Stored data entries
________

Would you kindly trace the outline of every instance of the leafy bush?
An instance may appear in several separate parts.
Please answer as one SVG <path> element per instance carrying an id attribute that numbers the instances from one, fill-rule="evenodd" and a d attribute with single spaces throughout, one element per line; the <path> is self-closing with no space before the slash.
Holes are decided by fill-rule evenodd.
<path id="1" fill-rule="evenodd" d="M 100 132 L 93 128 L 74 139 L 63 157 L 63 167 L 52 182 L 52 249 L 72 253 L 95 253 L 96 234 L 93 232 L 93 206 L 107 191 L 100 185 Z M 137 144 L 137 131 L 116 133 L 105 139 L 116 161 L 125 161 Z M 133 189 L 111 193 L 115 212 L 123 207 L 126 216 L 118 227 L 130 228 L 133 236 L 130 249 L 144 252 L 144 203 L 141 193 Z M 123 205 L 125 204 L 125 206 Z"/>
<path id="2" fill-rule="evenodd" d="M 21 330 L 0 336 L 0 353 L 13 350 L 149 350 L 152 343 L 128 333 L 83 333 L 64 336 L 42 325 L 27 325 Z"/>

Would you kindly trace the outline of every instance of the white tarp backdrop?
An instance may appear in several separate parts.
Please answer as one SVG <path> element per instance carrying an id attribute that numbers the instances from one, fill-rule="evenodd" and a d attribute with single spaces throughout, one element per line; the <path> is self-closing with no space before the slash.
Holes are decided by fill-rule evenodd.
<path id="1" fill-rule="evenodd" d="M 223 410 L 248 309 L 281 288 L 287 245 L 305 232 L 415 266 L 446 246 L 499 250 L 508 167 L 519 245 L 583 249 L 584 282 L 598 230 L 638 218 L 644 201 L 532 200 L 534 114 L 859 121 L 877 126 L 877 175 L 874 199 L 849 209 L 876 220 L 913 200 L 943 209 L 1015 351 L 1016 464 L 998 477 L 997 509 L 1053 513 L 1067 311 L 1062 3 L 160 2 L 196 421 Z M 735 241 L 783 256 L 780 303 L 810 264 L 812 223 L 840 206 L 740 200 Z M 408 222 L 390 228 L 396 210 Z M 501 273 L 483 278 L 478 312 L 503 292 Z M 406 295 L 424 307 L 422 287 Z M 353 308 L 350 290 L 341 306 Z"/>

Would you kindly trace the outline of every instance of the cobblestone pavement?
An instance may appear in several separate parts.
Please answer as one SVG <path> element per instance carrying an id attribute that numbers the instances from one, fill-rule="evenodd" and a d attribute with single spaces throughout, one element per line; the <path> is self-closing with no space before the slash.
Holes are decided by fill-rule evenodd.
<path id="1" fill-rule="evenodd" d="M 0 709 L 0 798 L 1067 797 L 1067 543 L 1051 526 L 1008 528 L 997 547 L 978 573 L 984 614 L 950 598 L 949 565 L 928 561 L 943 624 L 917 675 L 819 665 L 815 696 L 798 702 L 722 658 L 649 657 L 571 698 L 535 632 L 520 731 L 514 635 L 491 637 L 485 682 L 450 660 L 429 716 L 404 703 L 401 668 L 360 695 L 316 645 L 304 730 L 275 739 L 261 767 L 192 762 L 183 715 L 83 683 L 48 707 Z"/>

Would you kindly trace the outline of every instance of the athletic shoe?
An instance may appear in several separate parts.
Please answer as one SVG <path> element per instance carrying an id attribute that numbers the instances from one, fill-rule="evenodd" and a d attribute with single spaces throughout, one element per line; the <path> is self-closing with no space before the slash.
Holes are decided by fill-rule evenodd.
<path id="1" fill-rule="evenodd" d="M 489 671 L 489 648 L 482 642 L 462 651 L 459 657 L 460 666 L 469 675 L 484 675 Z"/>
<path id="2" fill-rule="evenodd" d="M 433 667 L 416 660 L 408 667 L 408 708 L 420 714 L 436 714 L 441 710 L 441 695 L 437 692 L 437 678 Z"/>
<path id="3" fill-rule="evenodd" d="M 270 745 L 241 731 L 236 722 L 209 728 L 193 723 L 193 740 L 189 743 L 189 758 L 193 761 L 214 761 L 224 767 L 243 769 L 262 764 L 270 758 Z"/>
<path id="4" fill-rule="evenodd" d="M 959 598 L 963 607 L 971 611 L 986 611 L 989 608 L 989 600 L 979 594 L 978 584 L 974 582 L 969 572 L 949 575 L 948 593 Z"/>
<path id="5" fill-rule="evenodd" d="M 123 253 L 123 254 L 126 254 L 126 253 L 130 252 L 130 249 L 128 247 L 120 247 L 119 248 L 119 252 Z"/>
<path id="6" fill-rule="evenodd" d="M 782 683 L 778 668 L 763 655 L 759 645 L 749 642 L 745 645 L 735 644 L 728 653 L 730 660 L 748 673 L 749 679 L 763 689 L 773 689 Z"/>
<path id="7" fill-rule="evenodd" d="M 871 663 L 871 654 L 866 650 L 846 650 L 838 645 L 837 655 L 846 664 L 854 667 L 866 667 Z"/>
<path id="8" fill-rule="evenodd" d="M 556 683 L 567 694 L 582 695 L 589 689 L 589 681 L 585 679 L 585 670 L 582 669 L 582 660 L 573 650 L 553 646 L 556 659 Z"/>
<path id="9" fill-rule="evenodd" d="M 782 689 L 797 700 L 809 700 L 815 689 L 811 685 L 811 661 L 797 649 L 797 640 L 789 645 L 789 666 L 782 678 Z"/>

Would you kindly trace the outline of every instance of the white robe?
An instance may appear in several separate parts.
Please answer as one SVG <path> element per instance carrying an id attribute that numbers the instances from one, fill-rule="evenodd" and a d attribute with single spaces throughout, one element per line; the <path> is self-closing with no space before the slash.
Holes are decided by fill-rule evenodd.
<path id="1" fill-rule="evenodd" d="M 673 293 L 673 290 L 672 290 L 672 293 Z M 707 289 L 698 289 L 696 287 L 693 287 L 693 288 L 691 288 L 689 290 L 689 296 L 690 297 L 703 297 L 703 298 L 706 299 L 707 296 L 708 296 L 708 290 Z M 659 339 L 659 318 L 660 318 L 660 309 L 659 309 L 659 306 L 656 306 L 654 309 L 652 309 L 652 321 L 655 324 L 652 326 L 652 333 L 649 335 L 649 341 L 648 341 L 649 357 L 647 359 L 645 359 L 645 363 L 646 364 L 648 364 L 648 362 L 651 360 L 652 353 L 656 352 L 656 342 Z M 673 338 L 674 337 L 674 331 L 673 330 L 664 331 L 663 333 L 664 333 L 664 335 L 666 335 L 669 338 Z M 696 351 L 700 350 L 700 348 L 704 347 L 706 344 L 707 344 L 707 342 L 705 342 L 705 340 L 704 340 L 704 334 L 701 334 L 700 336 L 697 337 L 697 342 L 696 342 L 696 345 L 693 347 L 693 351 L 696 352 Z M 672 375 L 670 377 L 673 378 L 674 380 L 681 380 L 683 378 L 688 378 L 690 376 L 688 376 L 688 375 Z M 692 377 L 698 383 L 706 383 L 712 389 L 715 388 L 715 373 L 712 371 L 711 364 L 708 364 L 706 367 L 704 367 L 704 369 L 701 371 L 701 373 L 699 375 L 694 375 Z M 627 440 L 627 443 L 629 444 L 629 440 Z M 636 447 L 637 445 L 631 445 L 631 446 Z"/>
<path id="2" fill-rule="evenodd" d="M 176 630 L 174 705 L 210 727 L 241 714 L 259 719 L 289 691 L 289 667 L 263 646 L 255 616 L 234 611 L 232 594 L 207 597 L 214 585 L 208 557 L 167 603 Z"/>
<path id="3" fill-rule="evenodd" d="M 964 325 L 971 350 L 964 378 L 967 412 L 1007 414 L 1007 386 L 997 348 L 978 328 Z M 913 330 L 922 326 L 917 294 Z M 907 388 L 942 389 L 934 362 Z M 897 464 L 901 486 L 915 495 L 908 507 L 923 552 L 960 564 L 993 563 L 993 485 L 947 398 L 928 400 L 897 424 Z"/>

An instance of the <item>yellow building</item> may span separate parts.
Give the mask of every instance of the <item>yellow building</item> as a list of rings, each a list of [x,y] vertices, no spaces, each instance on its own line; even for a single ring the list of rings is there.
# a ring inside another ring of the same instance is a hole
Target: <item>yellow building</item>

________

#### Task description:
Whenever a line of the data includes the word "ring", show that line in full.

#### Task result:
Give the mask of every instance of the <item>yellow building</item> as a list of rings, each a list of [x,y] vertices, no spaces, each instance on its own line; even for a single ring the list of rings is there.
# a ring inside another ring of the same instance is a hole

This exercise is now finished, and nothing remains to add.